### Objetivo de la tarea:
Continúa, por favor, la homilía de inicio del pontificado después de su última frase.

Homilía íntegra del Papa Francisco en la misa de inicio de su pontificado (19 de marzo de 2013)
Queridos hermanos y hermanas
Doy
gracias al Señor por poder celebrar esta Santa Misa de comienzo del
ministerio petrino en la solemnidad de san José, esposo de la Virgen
María y patrono de la Iglesia universal: es una coincidencia muy rica de
significado, y es también el onomástico de mi venerado Predecesor: le
estamos cercanos con la oración, llena de afecto y gratitud.
Saludo
con afecto a los hermanos Cardenales y Obispos, a los presbíteros,
diáconos, religiosos y religiosas y a todos los fieles laicos. Agradezco
por su presencia a los representantes de las otras Iglesias y
Comunidades eclesiales, así como a los representantes de la comunidad
judía y otras comunidades religiosas. Dirijo un cordial saludo a los
Jefes de Estado y de Gobierno, a las delegaciones oficiales de tantos
países del mundo y al Cuerpo Diplomático.
Hemos
escuchado en el Evangelio que «José hizo lo que el ángel del Señor le
había mandado, y recibió a su mujer» (Mt 1,24). En estas palabras se
encierra ya la la misión que Dios confía a José, la de ser custos,
custodio. Custodio ¿de quién? De María y Jesús; pero es una custodia que
se alarga luego a la Iglesia, como ha señalado el beato Juan Pablo II:
«Al igual que cuidó amorosamente a María y se dedicó con gozoso empeño a
la educación de Jesucristo, también custodia y protege su cuerpo
místico, la Iglesia, de la que la Virgen Santa es figura y modelo»
(Exhort. ap. Redemptoris Custos, 1).
¿Cómo
ejerce José esta custodia? Con discreción, con humildad, en silencio,
pero con una presencia constante y una fidelidad y total, aun cuando no
comprende. Desde su matrimonio con María hasta el episodio de Jesús en
el Templo de Jerusalén a los doce años, acompaña en todo momento con
esmero y amor. Está junto a María, su esposa, tanto en los momentos
serenos de la vida como los difíciles, en el viaje a Belén para el censo
y en las horas temblorosas y gozosas del parto; en el momento dramático
de la huida a Egipto y en la afanosa búsqueda de su hijo en el Templo; y
después en la vida cotidiana en la casa de Nazaret, en el taller donde
enseñó el oficio a Jesús
¿Cómo
vive José su vocación como custodio de María, de Jesús, de la Iglesia?
Con la atención constante a Dios, abierto a sus signos, disponible a su
proyecto, y no tanto al propio; y eso es lo que Dios le pidió a David,
como hemos escuchado en la primera Lectura: Dios no quiere una casa
construida por el hombre, sino la fidelidad a su palabra, a su designio;
y es Dios mismo quien construye la casa, pero de piedras vivas marcadas
por su Espíritu. Y José «custodio» porque sabe escuchar a Dios, se deja
guiar por su voluntad, y precisamente por eso es más sensible aún a las
personas que se le han confiado, sabe cómo leer con realismo los
acontecimientos, está atento a lo que le rodea, y sabe tomar las
decisiones más sensatas. En él, queridos amigos, vemos cómo se responde a
la llamada de Dios, con disponibilidad, con prontitud; pero vemos
también cuál es el centro de la vocación cristiana: Cristo. Guardemos a
Cristo en nuestra vida, para guardar a los demás, salvaguardar la
creación.

### Entradas proporcionadas:
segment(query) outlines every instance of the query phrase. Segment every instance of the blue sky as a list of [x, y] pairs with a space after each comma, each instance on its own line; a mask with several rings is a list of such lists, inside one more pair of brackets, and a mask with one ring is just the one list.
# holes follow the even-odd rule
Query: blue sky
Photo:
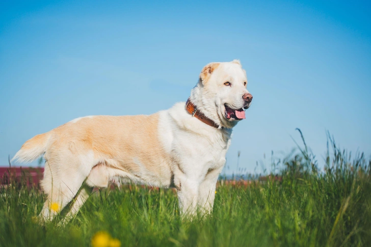
[[74, 118], [149, 114], [185, 101], [205, 65], [235, 59], [254, 100], [234, 130], [226, 172], [238, 151], [247, 171], [257, 161], [269, 169], [272, 150], [282, 157], [295, 146], [292, 136], [300, 141], [296, 128], [321, 160], [327, 130], [368, 156], [370, 9], [339, 1], [2, 1], [0, 164]]

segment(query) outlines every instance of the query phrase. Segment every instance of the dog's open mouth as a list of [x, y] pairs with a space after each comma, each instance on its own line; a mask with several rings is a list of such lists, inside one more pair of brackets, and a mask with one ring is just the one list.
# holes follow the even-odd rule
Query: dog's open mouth
[[245, 116], [245, 111], [243, 108], [234, 110], [227, 106], [226, 104], [225, 104], [224, 106], [225, 106], [225, 112], [224, 114], [225, 118], [229, 120], [231, 118], [234, 119], [245, 119], [246, 118]]

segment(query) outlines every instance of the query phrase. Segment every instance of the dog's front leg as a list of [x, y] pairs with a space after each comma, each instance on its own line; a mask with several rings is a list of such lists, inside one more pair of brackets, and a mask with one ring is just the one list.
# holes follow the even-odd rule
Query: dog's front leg
[[197, 212], [199, 183], [187, 178], [181, 179], [177, 185], [179, 207], [182, 214], [194, 215]]
[[202, 213], [210, 213], [213, 210], [218, 177], [223, 167], [209, 170], [200, 184], [197, 204]]

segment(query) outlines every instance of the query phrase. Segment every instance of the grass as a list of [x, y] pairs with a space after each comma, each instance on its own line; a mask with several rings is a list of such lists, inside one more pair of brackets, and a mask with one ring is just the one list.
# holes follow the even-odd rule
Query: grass
[[371, 160], [329, 143], [324, 171], [305, 146], [273, 164], [282, 181], [220, 186], [213, 214], [193, 221], [171, 189], [132, 186], [97, 191], [65, 227], [40, 226], [44, 196], [12, 184], [0, 190], [0, 246], [90, 246], [100, 231], [121, 246], [371, 246]]

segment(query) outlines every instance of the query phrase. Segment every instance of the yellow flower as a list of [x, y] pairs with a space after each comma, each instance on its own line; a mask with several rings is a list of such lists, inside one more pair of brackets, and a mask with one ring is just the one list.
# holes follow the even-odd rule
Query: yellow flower
[[106, 232], [98, 232], [91, 239], [93, 247], [108, 247], [111, 241], [111, 236]]
[[121, 246], [121, 242], [117, 238], [113, 238], [110, 241], [110, 247], [120, 247]]
[[55, 212], [58, 212], [59, 211], [59, 204], [56, 202], [53, 202], [50, 204], [50, 209]]
[[112, 238], [107, 232], [98, 232], [91, 239], [93, 247], [120, 247], [121, 242], [117, 238]]

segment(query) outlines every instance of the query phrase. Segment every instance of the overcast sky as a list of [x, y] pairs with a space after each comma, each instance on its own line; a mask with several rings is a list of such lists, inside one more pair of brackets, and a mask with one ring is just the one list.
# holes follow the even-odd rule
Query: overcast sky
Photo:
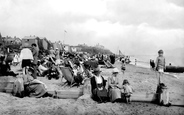
[[152, 54], [184, 46], [184, 0], [0, 0], [0, 32]]

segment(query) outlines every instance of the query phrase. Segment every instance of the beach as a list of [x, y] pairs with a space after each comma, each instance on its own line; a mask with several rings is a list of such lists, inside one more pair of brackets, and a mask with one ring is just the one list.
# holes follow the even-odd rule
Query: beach
[[[115, 67], [120, 70], [121, 63]], [[105, 79], [111, 75], [112, 69], [102, 68]], [[178, 74], [178, 79], [164, 75], [162, 81], [169, 88], [170, 102], [184, 102], [184, 74]], [[126, 65], [125, 74], [120, 72], [119, 81], [128, 79], [135, 92], [155, 93], [158, 84], [157, 73], [149, 68]], [[60, 89], [60, 80], [38, 78], [50, 89]], [[76, 87], [75, 87], [76, 88]], [[74, 89], [75, 89], [74, 88]], [[53, 98], [17, 98], [10, 94], [0, 93], [0, 115], [184, 115], [184, 107], [164, 107], [152, 103], [132, 102], [101, 103], [91, 98], [53, 99]]]

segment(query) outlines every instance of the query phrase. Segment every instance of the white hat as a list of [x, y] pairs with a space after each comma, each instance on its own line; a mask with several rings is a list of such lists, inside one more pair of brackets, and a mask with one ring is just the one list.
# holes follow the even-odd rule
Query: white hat
[[119, 73], [118, 68], [114, 68], [114, 69], [112, 70], [112, 73]]

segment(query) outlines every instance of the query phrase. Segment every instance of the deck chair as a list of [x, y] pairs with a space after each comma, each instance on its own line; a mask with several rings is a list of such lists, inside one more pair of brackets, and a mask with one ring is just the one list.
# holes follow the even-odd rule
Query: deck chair
[[60, 69], [63, 74], [63, 77], [66, 79], [66, 82], [64, 84], [67, 83], [68, 85], [70, 85], [70, 87], [74, 86], [76, 83], [72, 70], [69, 67], [60, 67]]
[[109, 61], [104, 61], [107, 68], [114, 68], [114, 66]]

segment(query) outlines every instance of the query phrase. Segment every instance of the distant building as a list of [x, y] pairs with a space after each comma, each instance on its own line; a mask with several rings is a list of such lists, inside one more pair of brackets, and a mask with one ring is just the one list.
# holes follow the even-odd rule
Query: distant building
[[105, 49], [104, 46], [100, 45], [99, 43], [95, 46], [96, 48]]
[[84, 44], [79, 44], [78, 46], [87, 46], [87, 45], [84, 43]]
[[25, 36], [22, 38], [22, 46], [21, 47], [31, 47], [33, 43], [35, 43], [38, 46], [38, 39], [39, 37], [37, 36]]
[[0, 44], [3, 44], [4, 46], [21, 44], [21, 39], [16, 36], [14, 38], [11, 36], [2, 37], [0, 34]]

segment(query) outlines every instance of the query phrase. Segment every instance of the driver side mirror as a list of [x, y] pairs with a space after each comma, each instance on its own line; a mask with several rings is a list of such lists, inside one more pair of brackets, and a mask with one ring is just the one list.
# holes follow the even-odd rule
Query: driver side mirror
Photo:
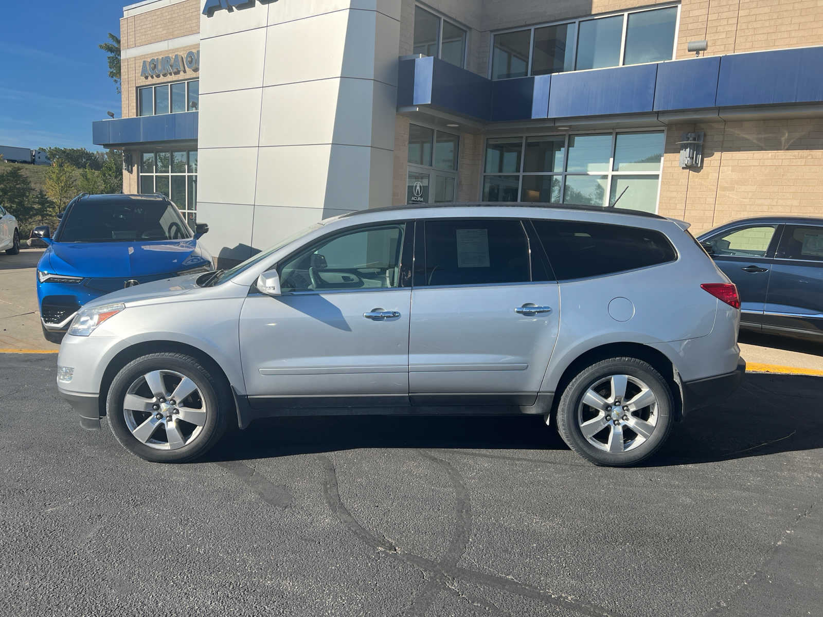
[[257, 286], [260, 293], [266, 295], [281, 295], [282, 293], [280, 290], [280, 276], [275, 270], [258, 276]]

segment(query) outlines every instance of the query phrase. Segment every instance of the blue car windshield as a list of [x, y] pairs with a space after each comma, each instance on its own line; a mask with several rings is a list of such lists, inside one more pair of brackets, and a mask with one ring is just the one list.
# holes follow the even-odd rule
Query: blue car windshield
[[140, 242], [192, 237], [177, 206], [157, 199], [81, 200], [60, 221], [58, 242]]

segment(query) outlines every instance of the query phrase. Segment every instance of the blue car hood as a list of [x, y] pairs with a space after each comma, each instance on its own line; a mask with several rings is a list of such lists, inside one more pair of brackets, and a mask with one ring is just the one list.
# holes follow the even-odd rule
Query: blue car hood
[[55, 242], [46, 250], [51, 271], [90, 278], [128, 278], [212, 266], [195, 239], [146, 242]]

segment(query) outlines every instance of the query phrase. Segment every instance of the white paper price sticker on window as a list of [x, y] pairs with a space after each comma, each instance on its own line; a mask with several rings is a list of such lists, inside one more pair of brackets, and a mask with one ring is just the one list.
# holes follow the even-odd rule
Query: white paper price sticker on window
[[488, 230], [458, 230], [458, 267], [489, 267]]

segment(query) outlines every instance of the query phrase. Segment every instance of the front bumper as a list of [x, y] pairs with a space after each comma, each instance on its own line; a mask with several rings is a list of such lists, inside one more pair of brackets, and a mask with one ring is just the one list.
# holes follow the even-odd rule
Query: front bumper
[[737, 390], [746, 373], [746, 360], [737, 360], [737, 368], [725, 375], [683, 382], [683, 410], [702, 409], [723, 401]]

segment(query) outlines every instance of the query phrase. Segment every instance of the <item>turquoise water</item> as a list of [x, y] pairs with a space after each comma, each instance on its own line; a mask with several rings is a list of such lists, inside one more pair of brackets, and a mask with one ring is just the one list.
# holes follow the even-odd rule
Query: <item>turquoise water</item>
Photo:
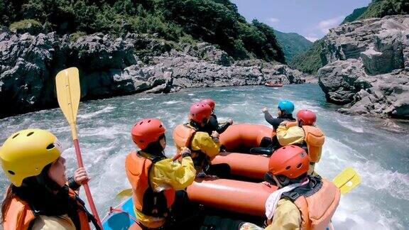
[[[82, 103], [77, 118], [79, 140], [100, 216], [116, 204], [115, 195], [129, 187], [124, 159], [136, 148], [129, 133], [133, 124], [145, 117], [160, 119], [168, 129], [167, 153], [173, 154], [173, 128], [187, 120], [192, 102], [204, 97], [217, 102], [219, 121], [232, 117], [237, 123], [268, 125], [261, 108], [266, 106], [275, 114], [282, 99], [294, 101], [296, 109], [316, 111], [317, 126], [327, 135], [317, 170], [332, 179], [345, 167], [352, 166], [362, 177], [361, 185], [342, 197], [333, 218], [335, 228], [409, 229], [409, 123], [340, 114], [336, 112], [337, 106], [325, 102], [317, 84], [188, 89], [170, 94], [136, 94]], [[47, 128], [58, 137], [65, 148], [67, 175], [72, 174], [75, 154], [60, 109], [0, 120], [0, 143], [13, 132], [27, 128]], [[0, 175], [1, 191], [7, 184]], [[82, 197], [85, 199], [83, 193]]]

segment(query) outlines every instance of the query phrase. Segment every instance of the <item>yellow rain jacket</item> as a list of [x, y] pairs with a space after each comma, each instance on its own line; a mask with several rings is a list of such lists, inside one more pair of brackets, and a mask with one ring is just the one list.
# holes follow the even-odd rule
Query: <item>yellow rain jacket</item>
[[281, 146], [293, 144], [301, 144], [304, 141], [305, 133], [302, 128], [298, 126], [280, 124], [277, 128], [277, 139]]
[[266, 229], [299, 230], [301, 222], [301, 214], [297, 206], [290, 200], [281, 199], [277, 204], [271, 224]]
[[[148, 153], [139, 152], [143, 157]], [[179, 163], [170, 158], [166, 158], [152, 164], [149, 171], [149, 181], [154, 192], [160, 192], [173, 188], [176, 190], [183, 190], [190, 185], [196, 177], [196, 170], [190, 157], [182, 158]], [[146, 215], [134, 207], [136, 219], [148, 228], [158, 228], [166, 221], [163, 217], [154, 217]]]

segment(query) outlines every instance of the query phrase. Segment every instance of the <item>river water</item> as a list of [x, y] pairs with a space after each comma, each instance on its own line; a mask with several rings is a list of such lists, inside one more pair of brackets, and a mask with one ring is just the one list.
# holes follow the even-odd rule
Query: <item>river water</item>
[[[362, 178], [359, 187], [342, 197], [333, 217], [334, 227], [409, 229], [409, 123], [339, 114], [337, 106], [325, 102], [317, 84], [187, 89], [169, 94], [135, 94], [80, 104], [80, 144], [100, 216], [118, 202], [115, 195], [129, 187], [124, 159], [136, 149], [130, 138], [133, 124], [141, 118], [160, 119], [167, 128], [166, 152], [173, 154], [173, 128], [187, 121], [192, 102], [205, 97], [217, 102], [219, 121], [232, 117], [236, 123], [268, 125], [261, 108], [266, 106], [274, 114], [278, 102], [283, 99], [295, 102], [296, 110], [316, 111], [317, 124], [326, 134], [317, 171], [332, 179], [344, 168], [352, 166]], [[48, 129], [58, 137], [65, 149], [67, 175], [72, 175], [75, 154], [69, 126], [60, 109], [0, 120], [0, 143], [13, 132], [28, 128]], [[7, 185], [1, 174], [2, 192]], [[81, 195], [85, 199], [83, 192]]]

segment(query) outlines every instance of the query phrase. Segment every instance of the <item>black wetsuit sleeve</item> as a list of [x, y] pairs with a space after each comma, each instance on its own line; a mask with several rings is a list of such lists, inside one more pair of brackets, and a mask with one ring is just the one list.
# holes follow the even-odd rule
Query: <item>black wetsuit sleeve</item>
[[278, 128], [278, 126], [280, 126], [280, 124], [283, 122], [283, 119], [273, 118], [273, 116], [271, 116], [271, 114], [270, 114], [268, 111], [264, 113], [264, 118], [266, 119], [266, 121], [267, 122], [268, 122], [271, 125], [273, 126], [274, 130], [277, 129], [277, 128]]
[[219, 128], [217, 128], [217, 133], [219, 134], [223, 133], [224, 131], [226, 131], [226, 129], [227, 129], [227, 128], [229, 128], [229, 126], [230, 126], [230, 123], [226, 122], [225, 124], [219, 126]]

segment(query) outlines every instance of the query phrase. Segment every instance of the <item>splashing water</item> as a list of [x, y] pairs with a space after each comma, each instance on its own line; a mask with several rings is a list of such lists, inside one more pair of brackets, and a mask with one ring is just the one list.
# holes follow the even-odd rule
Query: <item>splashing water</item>
[[[317, 126], [327, 136], [317, 170], [334, 178], [344, 168], [352, 166], [362, 177], [359, 187], [342, 197], [332, 219], [334, 227], [409, 228], [409, 124], [337, 113], [338, 106], [326, 103], [316, 84], [187, 89], [170, 94], [136, 94], [82, 103], [77, 118], [80, 144], [101, 216], [116, 204], [116, 194], [129, 187], [124, 161], [126, 154], [136, 149], [130, 138], [133, 123], [146, 117], [160, 119], [167, 128], [167, 154], [173, 154], [173, 129], [187, 121], [192, 103], [208, 97], [216, 101], [220, 121], [231, 117], [236, 123], [268, 125], [261, 109], [266, 106], [275, 114], [283, 99], [293, 101], [296, 110], [316, 111]], [[72, 174], [76, 168], [75, 150], [70, 128], [59, 109], [0, 120], [0, 142], [13, 132], [28, 128], [48, 129], [58, 137], [65, 147], [67, 175]], [[1, 190], [8, 184], [1, 174]]]

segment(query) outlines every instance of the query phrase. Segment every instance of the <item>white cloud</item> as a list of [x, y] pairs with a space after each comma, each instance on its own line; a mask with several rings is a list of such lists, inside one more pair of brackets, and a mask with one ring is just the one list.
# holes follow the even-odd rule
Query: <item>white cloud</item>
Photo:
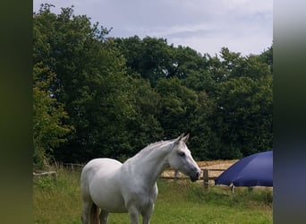
[[[35, 5], [41, 1], [34, 0]], [[58, 8], [74, 5], [115, 37], [166, 38], [214, 55], [222, 47], [243, 55], [272, 44], [272, 0], [45, 0]]]

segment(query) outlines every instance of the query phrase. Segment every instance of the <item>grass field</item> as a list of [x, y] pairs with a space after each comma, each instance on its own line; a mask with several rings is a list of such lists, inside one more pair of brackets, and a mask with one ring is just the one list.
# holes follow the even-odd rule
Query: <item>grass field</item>
[[[60, 168], [57, 178], [36, 177], [33, 223], [81, 223], [80, 172]], [[151, 219], [161, 223], [272, 223], [273, 192], [209, 186], [201, 182], [158, 180], [159, 194]], [[110, 214], [110, 224], [130, 223], [127, 213]]]

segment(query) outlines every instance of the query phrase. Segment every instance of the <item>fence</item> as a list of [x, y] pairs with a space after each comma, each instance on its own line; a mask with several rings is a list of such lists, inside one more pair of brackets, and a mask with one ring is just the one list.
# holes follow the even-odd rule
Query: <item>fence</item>
[[[215, 176], [209, 176], [209, 171], [213, 171], [213, 172], [223, 172], [225, 171], [225, 169], [223, 169], [223, 168], [201, 168], [201, 171], [202, 171], [202, 177], [200, 177], [200, 180], [203, 180], [203, 187], [204, 187], [204, 190], [208, 190], [208, 185], [209, 185], [209, 180], [215, 180], [217, 177], [215, 175]], [[160, 177], [163, 178], [163, 179], [174, 179], [174, 181], [178, 180], [178, 179], [188, 179], [189, 177], [186, 177], [186, 176], [183, 176], [183, 177], [180, 177], [179, 176], [179, 172], [177, 170], [174, 170], [173, 168], [169, 168], [169, 169], [166, 169], [166, 172], [171, 172], [173, 171], [174, 172], [174, 176], [161, 176]]]

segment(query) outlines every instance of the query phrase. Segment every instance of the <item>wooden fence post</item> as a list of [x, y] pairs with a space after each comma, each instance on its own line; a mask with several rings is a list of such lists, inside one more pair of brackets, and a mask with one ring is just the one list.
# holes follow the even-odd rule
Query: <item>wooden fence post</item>
[[204, 191], [207, 191], [208, 189], [208, 169], [204, 168], [203, 169], [203, 185], [204, 185]]

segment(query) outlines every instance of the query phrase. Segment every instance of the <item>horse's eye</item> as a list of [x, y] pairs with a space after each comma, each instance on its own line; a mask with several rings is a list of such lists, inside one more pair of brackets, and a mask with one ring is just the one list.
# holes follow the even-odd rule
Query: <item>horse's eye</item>
[[185, 152], [180, 151], [180, 152], [179, 152], [179, 156], [180, 156], [180, 157], [184, 157], [184, 156], [185, 156]]

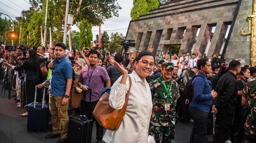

### Respuesta al ejercicio:
Pero
la vocación de custodiar no sólo nos atañe a nosotros, los cristianos,
sino que tiene una dimensión que antecede y que es simplemente humana,
corresponde a todos. Es custodiar toda la creación, la belleza de la
creación, como se nos dice en el libro del Génesis y como nos muestra
san Francisco de Asís: es tener respeto por todas las criaturas de Dios y
por el entorno en el que vivimos. Es custodiar a la gente, el
preocuparse por todos, por cada uno, con amor, especialmente por los
niños, los ancianos, quienes son más frágiles y que a menudo se quedan
en la periferia de nuestro corazón. Es preocuparse uno del otro en la
familia: los cónyuges se guardan recíprocamente y luego, como padres,
cuidan de los hijos, y con el tiempo, también los hijos se convertirán
en cuidadores de sus padres. Es vivir con sinceridad las amistades, que
son un recíproco protegerse en la confianza, en el respeto y en el bien.
En el fondo, todo está confiado a la custodia del hombre, y es una
responsabilidad que nos afecta a todos. Sed custodios de los dones de
Dios.
Y
cuando el hombre falla en esta responsabilidad, cuando no nos
preocupamos por la creación y por los hermanos, entonces gana terreno la
destrucción y el corazón se queda árido.
Por
desgracia, en todas las épocas de la historia existen «Herodes» que
traman planes de muerte, destruyen y desfiguran el rostro del hombre y
de la mujer. Quisiera pedir, por favor, a todos los que ocupan puestos
de responsabilidad en el ámbito económico, político o social, a todos
los hombres y mujeres de buena voluntad: seamos «custodios» de la
creación, del designio de Dios inscrito en la naturaleza, guardianes del
otro, del medio ambiente; no dejemos que los signos de destrucción y de
muerte acompañen el camino de este mundo nuestro. Pero, para
«custodiar», también tenemos que cuidar de nosotros mismos.
Recordemos
que el odio, la envidia, la soberbia ensucian la vida. Custodiar quiere
decir entonces vigilar sobre nuestros sentimientos, nuestro corazón,
porque ahí es de donde salen las intenciones buenas y malas: las que
construyen y las que destruyen. No debemos tener miedo de la bondad, más
aún, ni siquiera de la ternura.
Y
aquí añado entonces una ulterior anotación: el preocuparse, el
custodiar, requiere bondad, pide ser vivido con ternura. En los
Evangelios, san José aparece como un hombre fuerte y valiente,
trabajador, pero en su alma se percibe una gran ternura, que no es la
virtud de los débiles, sino más bien todo lo contrario: denota fortaleza
de ánimo y capacidad de atención, de compasión, de verdadera apertura
al otro, de amor. No debemos tener miedo de la bondad, de la ternura.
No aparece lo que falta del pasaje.